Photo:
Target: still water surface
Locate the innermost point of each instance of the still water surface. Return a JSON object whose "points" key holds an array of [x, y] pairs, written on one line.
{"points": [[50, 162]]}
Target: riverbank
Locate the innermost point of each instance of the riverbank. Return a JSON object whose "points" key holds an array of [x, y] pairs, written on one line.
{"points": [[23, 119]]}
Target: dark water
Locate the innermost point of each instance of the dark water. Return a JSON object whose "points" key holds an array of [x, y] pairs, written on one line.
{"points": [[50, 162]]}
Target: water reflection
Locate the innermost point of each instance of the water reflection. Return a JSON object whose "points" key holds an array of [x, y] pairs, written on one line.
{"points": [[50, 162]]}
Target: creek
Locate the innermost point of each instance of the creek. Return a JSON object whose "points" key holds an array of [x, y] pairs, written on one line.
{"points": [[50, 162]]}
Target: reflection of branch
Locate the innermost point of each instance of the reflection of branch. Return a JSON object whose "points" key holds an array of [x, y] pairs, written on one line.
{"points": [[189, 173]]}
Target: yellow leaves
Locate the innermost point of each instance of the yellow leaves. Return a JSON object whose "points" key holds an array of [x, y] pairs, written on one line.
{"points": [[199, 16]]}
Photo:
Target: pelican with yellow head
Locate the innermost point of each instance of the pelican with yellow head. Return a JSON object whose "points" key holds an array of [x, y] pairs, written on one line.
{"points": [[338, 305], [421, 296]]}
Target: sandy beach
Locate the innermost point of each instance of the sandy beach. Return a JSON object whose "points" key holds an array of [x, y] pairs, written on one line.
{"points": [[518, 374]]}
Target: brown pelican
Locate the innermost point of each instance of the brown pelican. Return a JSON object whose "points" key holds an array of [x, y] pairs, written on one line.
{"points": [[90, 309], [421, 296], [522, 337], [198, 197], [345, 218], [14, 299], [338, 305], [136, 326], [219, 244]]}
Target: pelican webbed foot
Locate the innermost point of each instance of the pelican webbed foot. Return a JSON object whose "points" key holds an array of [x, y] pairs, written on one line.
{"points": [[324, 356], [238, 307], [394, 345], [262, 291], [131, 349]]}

> **Assigned task**
Give back, exactly as written, the stretch from the line with "Locate the innermost point of each instance of the riverbank." through the line with "Target: pelican with yellow head", and no other lines from the records above.

> **Worked solution**
Locate the innermost point of each instance of the riverbank. Return a JSON object whose "points" key holds an array of [x, y] pairs, written on one line.
{"points": [[23, 119]]}
Target: dark water
Locate the innermost point of each instance of the dark water. Return a JSON object whose "points" key holds an array of [x, y] pairs, written on one line.
{"points": [[50, 162]]}
Target: water reflection
Locate the innermost point of each instance of the water reflection. Return a JSON object whose "points" key holds an array of [x, y] pairs, written on one line.
{"points": [[50, 162]]}
Target: creek
Locate the innermost point of each instance of the creek. Return a JSON object whose "points" key holds an array of [x, y] pairs, written on one line.
{"points": [[50, 162]]}
Target: reflection of branch
Locate the innermost point of each instance of the reflection of branch. Return a JSON object whose "points" key holds an array of [x, y] pairs, written on one line.
{"points": [[189, 173]]}
Target: yellow leaves
Locate the innermost point of each instance of the yellow leaves. Return a JSON object whose "points" key holds an array of [x, y] pairs, written on one line.
{"points": [[199, 16]]}
Photo:
Target: pelican with yellow head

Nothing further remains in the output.